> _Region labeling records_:
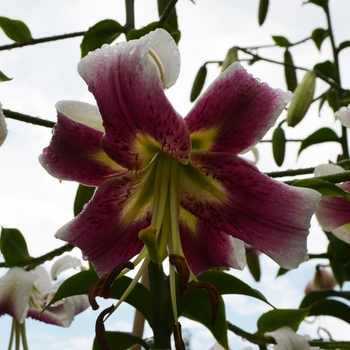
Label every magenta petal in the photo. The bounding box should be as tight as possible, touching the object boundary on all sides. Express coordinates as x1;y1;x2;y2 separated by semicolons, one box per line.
185;63;292;154
39;101;126;186
78;30;191;169
56;178;152;276
180;218;245;275
181;152;320;269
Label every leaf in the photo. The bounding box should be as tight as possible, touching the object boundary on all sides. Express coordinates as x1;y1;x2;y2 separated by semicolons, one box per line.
74;185;95;216
272;127;286;166
311;28;328;50
258;308;309;334
258;0;269;26
338;40;350;52
272;35;291;47
0;228;33;267
298;128;340;156
46;270;155;324
314;61;337;80
190;64;207;102
299;290;350;309
183;297;229;350
92;331;151;350
0;70;12;82
0;17;33;42
126;22;181;43
292;179;350;200
309;299;350;324
80;19;124;57
157;0;179;29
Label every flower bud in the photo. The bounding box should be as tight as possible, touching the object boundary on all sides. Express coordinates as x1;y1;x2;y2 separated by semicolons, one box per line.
287;71;316;127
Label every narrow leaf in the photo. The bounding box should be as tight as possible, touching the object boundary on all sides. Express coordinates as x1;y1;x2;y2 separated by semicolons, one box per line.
80;19;124;57
190;64;207;102
258;0;269;26
92;331;151;350
183;297;229;350
258;308;309;334
0;70;12;82
292;179;350;200
311;28;328;50
338;40;350;52
298;128;339;155
272;35;291;47
74;185;95;216
0;228;33;267
0;17;32;42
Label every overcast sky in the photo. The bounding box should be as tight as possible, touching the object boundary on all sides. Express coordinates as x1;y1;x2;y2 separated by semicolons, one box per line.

> _TASK REQUIREMENTS_: Reproduce only the lines of the records beginning with the line that contains "Label every leaf" and continuing through the line that contains "287;71;316;127", requests included. Rescale every bounding box coordinate in the answers by multiplying it by 2.4 and rounding to the nearest whole number, with halves rounded up.

> _OUTPUT BELOW_:
Label every leaf in the photo. The bounding box should be as tight as possible, touching the object boundary on all sides. Express coordinates as x1;y1;x2;y2 separated by semicolons, one box per line.
178;444;228;518
653;305;686;398
746;67;787;120
619;739;742;802
619;0;646;62
811;96;840;125
653;84;698;113
0;547;79;641
715;307;816;374
110;648;372;778
754;146;809;192
456;154;497;245
718;696;840;742
439;713;550;840
221;794;362;840
0;168;29;197
0;41;79;101
302;53;434;103
701;430;840;480
742;718;840;778
192;46;298;137
377;0;430;70
Label every flower bud in the photo. The bounding box should be as tight as possible, touching the object boundary on all sides. Express coordinates as x1;y1;x2;y2 separated by semicolons, one box per line.
689;170;758;305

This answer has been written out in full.